-- SET EXERCISE --
Convert the listing into a numbered list, starting at its first line and stopping after the line that contains "40], [113, 39]]". Omit blank lines.

[Recorded data]
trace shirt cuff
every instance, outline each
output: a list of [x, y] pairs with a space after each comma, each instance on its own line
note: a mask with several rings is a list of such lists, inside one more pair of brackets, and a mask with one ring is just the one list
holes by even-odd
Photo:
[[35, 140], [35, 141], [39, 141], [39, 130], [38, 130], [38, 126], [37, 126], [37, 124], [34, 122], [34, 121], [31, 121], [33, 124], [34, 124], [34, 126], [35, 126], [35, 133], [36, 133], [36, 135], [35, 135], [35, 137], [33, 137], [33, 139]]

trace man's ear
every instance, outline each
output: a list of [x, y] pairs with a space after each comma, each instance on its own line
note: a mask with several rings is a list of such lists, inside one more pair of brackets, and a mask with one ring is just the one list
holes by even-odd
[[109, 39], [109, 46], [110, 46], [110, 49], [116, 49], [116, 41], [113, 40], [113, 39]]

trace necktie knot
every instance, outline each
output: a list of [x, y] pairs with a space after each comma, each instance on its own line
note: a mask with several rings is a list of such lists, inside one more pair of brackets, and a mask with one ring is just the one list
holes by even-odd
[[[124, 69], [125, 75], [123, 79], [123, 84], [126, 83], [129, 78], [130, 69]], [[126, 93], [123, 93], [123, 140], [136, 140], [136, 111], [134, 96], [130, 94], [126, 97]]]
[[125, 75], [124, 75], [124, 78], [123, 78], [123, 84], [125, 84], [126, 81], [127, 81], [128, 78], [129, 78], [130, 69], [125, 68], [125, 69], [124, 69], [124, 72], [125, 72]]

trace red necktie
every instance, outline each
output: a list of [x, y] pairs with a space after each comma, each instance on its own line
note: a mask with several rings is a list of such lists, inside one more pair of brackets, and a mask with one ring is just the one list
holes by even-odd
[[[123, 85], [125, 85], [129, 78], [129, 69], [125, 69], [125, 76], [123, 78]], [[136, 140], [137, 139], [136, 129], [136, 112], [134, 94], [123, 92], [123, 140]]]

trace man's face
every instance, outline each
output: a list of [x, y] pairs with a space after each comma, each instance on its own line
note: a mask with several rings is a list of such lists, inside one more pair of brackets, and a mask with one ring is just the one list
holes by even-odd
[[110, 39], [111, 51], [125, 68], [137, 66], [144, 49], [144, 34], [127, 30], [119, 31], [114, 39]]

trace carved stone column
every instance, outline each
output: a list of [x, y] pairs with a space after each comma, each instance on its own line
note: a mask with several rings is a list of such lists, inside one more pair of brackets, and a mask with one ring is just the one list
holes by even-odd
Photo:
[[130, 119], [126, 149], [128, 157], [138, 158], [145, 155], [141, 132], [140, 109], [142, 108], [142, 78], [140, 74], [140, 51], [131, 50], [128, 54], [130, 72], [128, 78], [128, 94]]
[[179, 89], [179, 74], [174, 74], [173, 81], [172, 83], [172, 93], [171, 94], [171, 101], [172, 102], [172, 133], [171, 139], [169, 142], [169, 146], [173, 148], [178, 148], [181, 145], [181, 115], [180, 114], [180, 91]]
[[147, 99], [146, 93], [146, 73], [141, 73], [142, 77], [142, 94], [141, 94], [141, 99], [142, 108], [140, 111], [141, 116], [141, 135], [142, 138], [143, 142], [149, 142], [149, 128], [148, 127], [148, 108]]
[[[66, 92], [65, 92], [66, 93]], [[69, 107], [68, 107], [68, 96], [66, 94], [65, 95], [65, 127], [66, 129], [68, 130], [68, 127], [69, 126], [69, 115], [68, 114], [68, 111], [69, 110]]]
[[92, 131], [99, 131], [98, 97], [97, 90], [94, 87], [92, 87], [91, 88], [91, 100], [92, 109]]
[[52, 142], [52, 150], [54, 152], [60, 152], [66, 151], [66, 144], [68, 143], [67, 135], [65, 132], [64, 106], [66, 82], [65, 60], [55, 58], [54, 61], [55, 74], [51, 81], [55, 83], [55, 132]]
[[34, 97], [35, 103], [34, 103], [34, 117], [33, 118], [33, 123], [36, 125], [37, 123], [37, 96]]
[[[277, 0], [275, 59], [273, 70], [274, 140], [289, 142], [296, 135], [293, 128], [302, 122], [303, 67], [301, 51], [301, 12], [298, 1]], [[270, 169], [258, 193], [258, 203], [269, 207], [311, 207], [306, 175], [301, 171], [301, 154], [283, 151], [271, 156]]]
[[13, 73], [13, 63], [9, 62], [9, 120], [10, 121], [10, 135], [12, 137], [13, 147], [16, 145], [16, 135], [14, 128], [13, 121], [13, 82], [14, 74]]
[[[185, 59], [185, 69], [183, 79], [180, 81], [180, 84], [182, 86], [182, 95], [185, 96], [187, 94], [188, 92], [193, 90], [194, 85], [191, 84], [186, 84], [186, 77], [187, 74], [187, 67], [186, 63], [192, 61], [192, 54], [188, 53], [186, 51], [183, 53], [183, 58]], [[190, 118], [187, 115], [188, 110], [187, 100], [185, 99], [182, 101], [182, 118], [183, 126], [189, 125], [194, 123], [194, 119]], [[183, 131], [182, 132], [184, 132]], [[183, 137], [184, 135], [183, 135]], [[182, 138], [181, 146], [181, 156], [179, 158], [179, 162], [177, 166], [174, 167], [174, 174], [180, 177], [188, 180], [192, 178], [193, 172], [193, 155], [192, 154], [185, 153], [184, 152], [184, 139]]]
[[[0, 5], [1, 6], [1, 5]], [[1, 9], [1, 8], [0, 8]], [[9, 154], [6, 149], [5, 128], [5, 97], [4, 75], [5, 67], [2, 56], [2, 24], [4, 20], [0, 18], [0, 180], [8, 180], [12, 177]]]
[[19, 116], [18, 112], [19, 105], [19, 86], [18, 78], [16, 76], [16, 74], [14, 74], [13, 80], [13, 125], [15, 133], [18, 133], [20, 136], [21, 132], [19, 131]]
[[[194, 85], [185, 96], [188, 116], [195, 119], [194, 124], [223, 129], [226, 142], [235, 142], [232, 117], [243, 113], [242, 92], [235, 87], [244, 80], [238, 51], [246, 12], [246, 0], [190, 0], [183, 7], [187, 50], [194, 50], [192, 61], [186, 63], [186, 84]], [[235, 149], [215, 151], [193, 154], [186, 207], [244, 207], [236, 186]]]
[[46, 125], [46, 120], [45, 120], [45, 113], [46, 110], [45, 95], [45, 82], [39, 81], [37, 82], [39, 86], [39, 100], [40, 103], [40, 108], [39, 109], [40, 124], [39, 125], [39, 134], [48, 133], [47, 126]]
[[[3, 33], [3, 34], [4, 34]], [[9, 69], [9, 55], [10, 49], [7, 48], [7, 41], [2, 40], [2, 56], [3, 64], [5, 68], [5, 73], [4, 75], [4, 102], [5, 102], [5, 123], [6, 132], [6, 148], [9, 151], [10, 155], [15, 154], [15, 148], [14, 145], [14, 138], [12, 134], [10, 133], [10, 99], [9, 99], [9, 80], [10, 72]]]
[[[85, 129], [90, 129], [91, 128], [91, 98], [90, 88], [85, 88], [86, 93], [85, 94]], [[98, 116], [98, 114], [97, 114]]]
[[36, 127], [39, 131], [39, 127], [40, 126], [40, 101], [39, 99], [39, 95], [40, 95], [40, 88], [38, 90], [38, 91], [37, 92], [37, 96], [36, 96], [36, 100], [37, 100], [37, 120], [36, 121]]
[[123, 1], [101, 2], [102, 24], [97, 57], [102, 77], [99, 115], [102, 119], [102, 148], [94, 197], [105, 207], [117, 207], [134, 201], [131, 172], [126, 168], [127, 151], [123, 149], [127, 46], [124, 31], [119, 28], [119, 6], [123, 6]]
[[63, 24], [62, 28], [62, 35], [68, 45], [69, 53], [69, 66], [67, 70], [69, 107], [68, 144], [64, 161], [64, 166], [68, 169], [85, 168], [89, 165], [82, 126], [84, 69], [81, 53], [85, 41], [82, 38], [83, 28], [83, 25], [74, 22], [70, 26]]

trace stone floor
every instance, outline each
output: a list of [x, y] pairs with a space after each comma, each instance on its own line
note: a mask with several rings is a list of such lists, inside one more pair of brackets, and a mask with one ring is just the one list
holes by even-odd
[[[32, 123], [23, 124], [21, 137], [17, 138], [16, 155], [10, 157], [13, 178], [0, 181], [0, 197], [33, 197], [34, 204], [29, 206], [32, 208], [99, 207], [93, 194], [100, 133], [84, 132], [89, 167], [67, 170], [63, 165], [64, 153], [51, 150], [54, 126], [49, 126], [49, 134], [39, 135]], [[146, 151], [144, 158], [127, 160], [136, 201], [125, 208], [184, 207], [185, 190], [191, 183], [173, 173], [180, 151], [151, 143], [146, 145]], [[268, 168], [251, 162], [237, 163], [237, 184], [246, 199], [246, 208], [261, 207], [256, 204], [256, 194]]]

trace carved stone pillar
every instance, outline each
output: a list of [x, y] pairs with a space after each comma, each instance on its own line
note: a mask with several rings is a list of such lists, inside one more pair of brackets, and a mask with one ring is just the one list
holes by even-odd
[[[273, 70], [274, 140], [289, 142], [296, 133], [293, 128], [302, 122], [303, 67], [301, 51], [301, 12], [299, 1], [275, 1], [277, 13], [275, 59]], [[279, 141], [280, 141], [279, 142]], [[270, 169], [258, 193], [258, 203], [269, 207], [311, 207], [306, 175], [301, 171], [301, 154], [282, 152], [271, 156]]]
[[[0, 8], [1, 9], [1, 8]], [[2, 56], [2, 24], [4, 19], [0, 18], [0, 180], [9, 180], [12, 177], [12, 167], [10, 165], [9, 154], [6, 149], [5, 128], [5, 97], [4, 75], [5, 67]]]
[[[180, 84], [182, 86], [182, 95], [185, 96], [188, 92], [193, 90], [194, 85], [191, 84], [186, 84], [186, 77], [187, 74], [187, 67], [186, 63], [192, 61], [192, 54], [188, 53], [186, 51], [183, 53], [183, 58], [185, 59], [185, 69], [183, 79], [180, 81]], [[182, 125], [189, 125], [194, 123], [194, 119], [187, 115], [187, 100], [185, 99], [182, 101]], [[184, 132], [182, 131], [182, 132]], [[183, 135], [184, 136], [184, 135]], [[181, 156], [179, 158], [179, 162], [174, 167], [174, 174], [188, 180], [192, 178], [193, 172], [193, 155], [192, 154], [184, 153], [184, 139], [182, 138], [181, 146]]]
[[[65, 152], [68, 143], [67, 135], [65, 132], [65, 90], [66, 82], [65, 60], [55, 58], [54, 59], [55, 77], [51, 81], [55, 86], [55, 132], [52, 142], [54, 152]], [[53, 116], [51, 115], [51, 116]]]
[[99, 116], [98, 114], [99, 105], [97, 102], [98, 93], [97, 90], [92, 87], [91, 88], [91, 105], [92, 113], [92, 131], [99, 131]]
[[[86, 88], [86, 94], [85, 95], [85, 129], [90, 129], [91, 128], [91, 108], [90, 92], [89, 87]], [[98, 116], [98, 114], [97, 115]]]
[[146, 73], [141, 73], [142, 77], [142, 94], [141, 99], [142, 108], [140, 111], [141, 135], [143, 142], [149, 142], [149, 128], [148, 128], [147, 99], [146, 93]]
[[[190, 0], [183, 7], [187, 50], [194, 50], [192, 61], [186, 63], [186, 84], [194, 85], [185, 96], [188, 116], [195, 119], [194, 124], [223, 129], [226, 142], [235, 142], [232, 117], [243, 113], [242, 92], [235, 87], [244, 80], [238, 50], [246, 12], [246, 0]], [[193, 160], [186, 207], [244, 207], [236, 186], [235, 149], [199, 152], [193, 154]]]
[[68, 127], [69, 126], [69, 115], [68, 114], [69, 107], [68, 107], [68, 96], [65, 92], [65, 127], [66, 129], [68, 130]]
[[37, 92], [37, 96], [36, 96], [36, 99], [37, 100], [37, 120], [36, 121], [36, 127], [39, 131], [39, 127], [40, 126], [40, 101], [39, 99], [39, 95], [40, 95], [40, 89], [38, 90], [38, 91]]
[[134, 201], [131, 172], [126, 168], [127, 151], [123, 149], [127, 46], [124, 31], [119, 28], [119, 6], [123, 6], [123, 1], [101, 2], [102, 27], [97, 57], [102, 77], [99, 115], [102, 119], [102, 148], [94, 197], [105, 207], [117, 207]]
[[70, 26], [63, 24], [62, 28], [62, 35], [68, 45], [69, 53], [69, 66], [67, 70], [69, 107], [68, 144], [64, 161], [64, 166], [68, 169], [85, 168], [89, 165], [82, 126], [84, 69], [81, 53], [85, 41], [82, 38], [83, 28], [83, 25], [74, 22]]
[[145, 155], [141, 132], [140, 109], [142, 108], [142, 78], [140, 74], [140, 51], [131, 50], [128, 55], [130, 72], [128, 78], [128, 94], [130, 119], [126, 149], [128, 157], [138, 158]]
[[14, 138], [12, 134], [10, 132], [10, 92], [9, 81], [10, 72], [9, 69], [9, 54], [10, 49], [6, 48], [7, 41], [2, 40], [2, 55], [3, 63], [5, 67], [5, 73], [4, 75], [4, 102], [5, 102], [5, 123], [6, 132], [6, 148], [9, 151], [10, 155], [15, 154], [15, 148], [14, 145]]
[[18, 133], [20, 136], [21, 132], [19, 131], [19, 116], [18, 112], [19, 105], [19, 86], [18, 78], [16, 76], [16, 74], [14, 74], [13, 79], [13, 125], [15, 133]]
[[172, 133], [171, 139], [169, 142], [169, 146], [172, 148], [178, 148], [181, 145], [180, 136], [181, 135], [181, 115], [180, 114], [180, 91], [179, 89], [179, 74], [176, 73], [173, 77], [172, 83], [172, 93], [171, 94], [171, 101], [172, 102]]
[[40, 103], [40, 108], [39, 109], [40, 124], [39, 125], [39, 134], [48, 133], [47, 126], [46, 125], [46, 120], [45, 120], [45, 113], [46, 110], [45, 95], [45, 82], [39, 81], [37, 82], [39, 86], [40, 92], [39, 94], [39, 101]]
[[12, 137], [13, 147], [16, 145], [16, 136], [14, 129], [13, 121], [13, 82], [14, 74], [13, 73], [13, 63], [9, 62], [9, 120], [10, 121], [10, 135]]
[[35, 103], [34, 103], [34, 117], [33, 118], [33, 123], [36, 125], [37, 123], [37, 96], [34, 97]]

-- SOLUTION FOR THIS EXERCISE --
1. trace shirt cuff
2. every instance, outline each
3. output: a list of [x, y] pairs with a space after each comma, each instance on its own line
4. note: a mask with several rings is a list of such lists, inside one more pair of brackets, and a mask with one ring is just the one list
5. holes by even-odd
6. Photo:
7. [[35, 140], [35, 141], [39, 141], [39, 130], [38, 130], [38, 126], [37, 126], [37, 124], [34, 122], [34, 121], [31, 121], [33, 124], [34, 124], [34, 126], [35, 126], [35, 133], [36, 133], [36, 135], [35, 135], [35, 137], [33, 137], [33, 139]]
8. trace man's ear
9. every instance, outline each
10. output: a list of [x, y] pairs with a space after each comma, each instance on its own line
11. note: a mask with several rings is a list of such lists, inside one more pair of brackets, and a mask with one ring is just the one list
12. holes by even-odd
13. [[109, 39], [109, 46], [110, 46], [110, 49], [116, 49], [116, 41], [113, 40], [113, 39]]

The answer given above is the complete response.